Exercise –
All of the data below should be written out exactly.

Records supplied –
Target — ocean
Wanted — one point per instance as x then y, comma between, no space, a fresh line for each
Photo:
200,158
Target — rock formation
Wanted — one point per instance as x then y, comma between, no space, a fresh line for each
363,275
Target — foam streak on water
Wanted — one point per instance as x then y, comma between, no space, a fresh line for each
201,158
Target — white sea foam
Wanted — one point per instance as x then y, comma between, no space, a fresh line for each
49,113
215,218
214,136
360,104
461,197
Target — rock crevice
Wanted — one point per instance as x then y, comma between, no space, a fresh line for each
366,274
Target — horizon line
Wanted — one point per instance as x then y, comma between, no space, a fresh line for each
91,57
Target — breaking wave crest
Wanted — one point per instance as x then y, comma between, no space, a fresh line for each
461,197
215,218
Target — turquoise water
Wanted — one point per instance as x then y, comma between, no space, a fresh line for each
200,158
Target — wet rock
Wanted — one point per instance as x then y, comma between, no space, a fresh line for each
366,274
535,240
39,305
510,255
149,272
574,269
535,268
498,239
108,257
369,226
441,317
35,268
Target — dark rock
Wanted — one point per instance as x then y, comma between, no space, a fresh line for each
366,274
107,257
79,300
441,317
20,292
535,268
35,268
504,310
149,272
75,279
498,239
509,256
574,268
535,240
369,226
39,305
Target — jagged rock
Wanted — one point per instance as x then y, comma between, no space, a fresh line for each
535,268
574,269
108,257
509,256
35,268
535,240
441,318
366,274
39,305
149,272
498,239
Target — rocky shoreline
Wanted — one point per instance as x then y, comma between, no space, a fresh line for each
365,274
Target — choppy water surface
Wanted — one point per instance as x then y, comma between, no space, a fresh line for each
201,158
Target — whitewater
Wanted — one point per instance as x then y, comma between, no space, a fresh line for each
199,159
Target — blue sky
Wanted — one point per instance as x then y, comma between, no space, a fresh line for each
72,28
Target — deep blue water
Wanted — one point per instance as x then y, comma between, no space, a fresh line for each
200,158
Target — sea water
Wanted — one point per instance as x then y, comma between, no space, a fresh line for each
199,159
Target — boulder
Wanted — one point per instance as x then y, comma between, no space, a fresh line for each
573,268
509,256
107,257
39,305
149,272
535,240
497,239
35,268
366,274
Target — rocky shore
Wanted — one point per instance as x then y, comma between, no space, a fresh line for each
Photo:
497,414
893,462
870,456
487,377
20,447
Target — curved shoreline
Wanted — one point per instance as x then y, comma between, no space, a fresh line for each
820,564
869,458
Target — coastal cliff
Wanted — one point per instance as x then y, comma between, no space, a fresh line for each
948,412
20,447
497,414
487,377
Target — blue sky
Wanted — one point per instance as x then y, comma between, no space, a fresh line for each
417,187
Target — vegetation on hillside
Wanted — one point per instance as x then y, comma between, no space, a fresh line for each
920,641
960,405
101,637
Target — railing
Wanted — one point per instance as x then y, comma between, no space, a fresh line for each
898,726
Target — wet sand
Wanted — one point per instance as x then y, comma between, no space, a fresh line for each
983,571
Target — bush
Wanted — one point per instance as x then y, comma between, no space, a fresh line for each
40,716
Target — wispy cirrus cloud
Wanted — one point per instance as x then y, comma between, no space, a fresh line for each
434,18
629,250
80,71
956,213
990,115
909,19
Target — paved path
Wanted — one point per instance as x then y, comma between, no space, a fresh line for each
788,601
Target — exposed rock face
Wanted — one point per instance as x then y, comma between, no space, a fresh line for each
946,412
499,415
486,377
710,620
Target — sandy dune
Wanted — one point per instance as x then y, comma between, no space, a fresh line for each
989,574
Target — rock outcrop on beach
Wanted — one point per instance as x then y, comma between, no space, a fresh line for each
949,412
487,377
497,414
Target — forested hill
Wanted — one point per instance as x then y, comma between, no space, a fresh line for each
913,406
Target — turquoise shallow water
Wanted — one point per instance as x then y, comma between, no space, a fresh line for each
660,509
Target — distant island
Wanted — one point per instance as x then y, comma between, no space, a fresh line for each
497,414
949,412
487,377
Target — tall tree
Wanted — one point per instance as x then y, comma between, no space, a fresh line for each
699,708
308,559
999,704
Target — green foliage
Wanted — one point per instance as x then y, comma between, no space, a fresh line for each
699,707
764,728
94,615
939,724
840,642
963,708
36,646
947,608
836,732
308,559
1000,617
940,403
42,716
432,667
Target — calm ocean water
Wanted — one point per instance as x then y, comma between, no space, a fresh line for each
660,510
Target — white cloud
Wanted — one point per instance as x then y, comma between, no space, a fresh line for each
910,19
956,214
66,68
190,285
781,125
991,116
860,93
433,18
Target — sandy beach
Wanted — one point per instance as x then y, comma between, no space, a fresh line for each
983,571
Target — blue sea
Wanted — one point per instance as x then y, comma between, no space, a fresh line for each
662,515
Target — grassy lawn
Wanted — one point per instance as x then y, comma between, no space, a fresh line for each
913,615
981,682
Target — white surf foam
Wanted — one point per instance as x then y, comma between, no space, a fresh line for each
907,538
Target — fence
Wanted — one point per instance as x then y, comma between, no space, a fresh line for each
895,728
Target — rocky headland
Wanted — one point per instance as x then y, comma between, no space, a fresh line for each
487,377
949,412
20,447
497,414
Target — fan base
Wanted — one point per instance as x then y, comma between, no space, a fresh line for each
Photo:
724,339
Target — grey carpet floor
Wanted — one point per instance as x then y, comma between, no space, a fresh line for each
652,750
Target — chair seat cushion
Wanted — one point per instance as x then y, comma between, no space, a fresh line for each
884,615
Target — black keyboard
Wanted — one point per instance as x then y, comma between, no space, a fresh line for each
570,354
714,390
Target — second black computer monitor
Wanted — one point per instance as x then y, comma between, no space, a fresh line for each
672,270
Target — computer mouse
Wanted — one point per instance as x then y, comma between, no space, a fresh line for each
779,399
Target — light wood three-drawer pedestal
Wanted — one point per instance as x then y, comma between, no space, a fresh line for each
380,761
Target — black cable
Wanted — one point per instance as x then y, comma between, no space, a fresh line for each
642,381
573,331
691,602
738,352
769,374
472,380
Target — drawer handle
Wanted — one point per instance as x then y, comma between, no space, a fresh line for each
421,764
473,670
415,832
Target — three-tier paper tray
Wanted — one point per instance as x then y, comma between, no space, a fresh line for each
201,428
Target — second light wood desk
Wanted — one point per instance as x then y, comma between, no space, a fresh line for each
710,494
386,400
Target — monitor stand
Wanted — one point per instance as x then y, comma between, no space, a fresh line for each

Full output –
Target — ocean
Wanted — one point per instance as x then y, comma between, no space, a fresh line for each
Photo:
200,158
Target — rock formation
Wanted — one point per instance as x then y, comma between, no space, a fresh line for each
363,275
Target — foam streak on water
Wanted — one point per instance as x then y, comma between, no space, a fresh line for each
201,158
Target — white sea foam
Wanted — one point per instance as x then y, comma between, no space, a fresh line for each
49,113
215,218
214,136
360,104
461,197
Target — rock crevice
Wanted — one point per instance as x then y, comma between, no space, a fresh line for each
366,274
Target — horizon line
Wanted — one point per instance as x then y, comma between, no space, a fresh line for each
91,57
Target — breaking wave crest
Wanted — one point per instance as x then y, comma between, no space, a fresh line for each
461,197
215,218
Target — turquoise water
Wanted — one point per instance as x then y, comma between, no space, a fresh line for each
200,158
Target — wet rock
Wanted — one point per instance as x then y, comma between, no space, a fresh line for each
366,274
535,240
39,305
510,255
149,272
574,269
535,268
498,239
108,257
369,226
441,317
35,268
Target — dark rock
Wanted — one point per instance as x then y, comma between, no space, a fresh line for each
366,274
107,257
79,300
441,317
20,292
535,268
35,268
504,310
149,272
75,279
498,239
509,256
574,268
535,240
369,226
39,305
Target — jagged rock
Wanted — one point per instance as x then y, comma between, no space, a fresh line for each
535,268
574,269
108,257
509,256
35,268
535,240
441,318
366,274
39,305
149,272
498,239
Target — rocky shoreline
Wanted — one point per instance as x then y, comma between, no space, a fresh line for each
365,274
Target — choppy water surface
Wanted — one point per instance as x then y, comma between, no space, a fresh line for each
201,158
Target — whitewater
Wanted — one point per instance as x then y, comma between, no space, a fresh line for each
199,159
Target — blue sky
Wanted — one point per instance as x then y, comma between, no space, a fresh line for each
72,28
Target — deep blue water
Wanted — one point per instance as x then y, comma between, no space, a fresh line for each
200,158
Target — sea water
Wanted — one point per instance as x then y, comma between, no space, a fresh line for each
199,159
Target — boulder
Wanted — one point per instance as x then y, comma between, no space, a fresh line for each
573,268
509,256
107,257
39,305
149,272
535,240
497,239
35,268
366,274
Target — rocky shore
Wanted — one point per instance as x then y, comma between, no space, a fresh line for each
Photo:
497,414
893,462
870,456
487,377
20,447
Target — curved shoreline
Wanted — one point per instance as x then y, comma between, no space, a fresh line for each
820,564
869,458
Target — coastal cliff
Wanted — one point per instance as x then y, comma between, no space, a fresh line for each
948,412
20,447
497,414
487,377
Target — blue sky
Wanted — one point per instance as x then y, comma between, no space, a fresh line for each
417,187
Target — vegetation on hillside
Wanted — one point per instance as x then y, comma between, no space, a fresh line for each
920,641
960,405
101,637
Target — railing
Wanted — one point per instance as x then y, comma between, no space, a fresh line for each
898,726
Target — wet sand
Wanted — one point per instance as x then y, comma between, no space, a fresh line for each
983,571
Target — bush
Wanted — one point per instance as x then y, comma between, no space, a fresh line for each
40,716
Target — wispy cirrus cloud
Wanted — one point per instance as x then y, comma between, no space, a fresh line for each
434,18
629,250
80,71
956,213
990,115
909,19
Target — paved path
Wanted — one point per instance as x then y, comma between, no space, a fresh line for each
788,601
Target — exposed rock face
Wanted — one point per instance as x then y, comma between, no space, a fresh line for each
946,412
499,415
486,377
710,620
Target — sandy dune
Wanted — one point per instance as x then y, comma between, no space, a fresh line for each
989,574
Target — rock outcrop on beach
Wanted — one point per instance as x then y, comma between, no space, a fresh line for each
949,412
487,377
497,414
Target — forested hill
Wanted — one point per instance as x then y, comma between, no space, a fresh line for each
913,406
Target — turquoise shallow water
Wanted — one point per instance as x then y, comma between, no space, a fresh line for each
660,509
Target — distant island
Wanted — one point per instance as x then y, comma between, no space, a fresh line for each
497,414
949,412
487,377
Target — tall tree
Wanted — one point per instance as x then y, comma between, no space, a fresh line for each
699,708
308,559
999,704
Target — green foliage
Wanted — one point per instance as x then y, comma between, no space, a fresh line for each
699,707
764,728
94,615
939,724
840,642
963,708
36,646
947,608
836,732
308,559
1000,617
940,403
42,716
432,667
Target — calm ocean water
Wanted — one point per instance as x then y, comma between, no space, a fresh line for each
660,510
Target — white cloud
Wanted — one point per instance as x then y, comma between, no space, a fresh line for each
910,19
956,214
66,68
190,285
781,125
991,116
860,93
433,18
Target — sandy beach
Wanted — one point per instance as x then y, comma between, no space, a fresh line for each
983,571
Target — blue sea
Wanted — one point per instance as x then y, comma between, no space, a fresh line for each
662,515
Target — grassy lawn
Wanted — one point per instance as x then y, comma between, no space, a fresh line for each
913,615
981,682
Target — white surf foam
Wanted — one point per instance as x then y, comma between, no space, a fresh line for each
907,538
Target — fence
Wanted — one point per instance as x then y, comma between, no space, a fresh line for each
895,728
Target — rocky headland
Wanted — one point per instance as x then y, comma between, no space, a fresh line for each
487,377
949,412
20,447
497,414
Target — fan base
Wanted — one point per instance as x then y, comma between, no space, a fresh line for each
Photo:
724,339
Target — grey carpet floor
Wanted — one point per instance as x then y, comma between, no space, a fresh line for each
652,750
Target — chair seat cushion
Wanted — one point per instance as x then y, comma between, no space, a fresh line for each
884,615
Target — black keyboard
Wanted — one point per instance as x then y, comma between, no space, a fresh line for each
570,354
714,390
Target — second black computer monitor
Wanted — one point per instance as x then y, comma between, no space, a fresh line for each
672,270
Target — computer mouse
Wanted — one point per instance as x then y, comma between, no space, a fresh line for each
779,399
Target — light wood three-drawer pedestal
Wanted — one point per instance as x then y, comma between, no space, a fresh line for each
380,761
Target — black cable
Wanted — one point per instance as x then y, comma between, no space, a fresh line for each
642,381
573,331
691,602
738,352
769,374
472,380
Target — drawer handle
Wanted — one point per instance as x then y, comma between, no space, a fresh line for each
421,764
473,670
415,832
Target — three-tier paper tray
Wanted — one point per instance as x then y, comma between, no space, a fresh line for each
201,428
Target — second light wood desk
Wanted — one point per instance as x then y, comma between, no space, a fresh line for each
710,494
386,400
Target — monitor stand
Wanted — one point per instance as x then y, comma between, no space, a fresh line for each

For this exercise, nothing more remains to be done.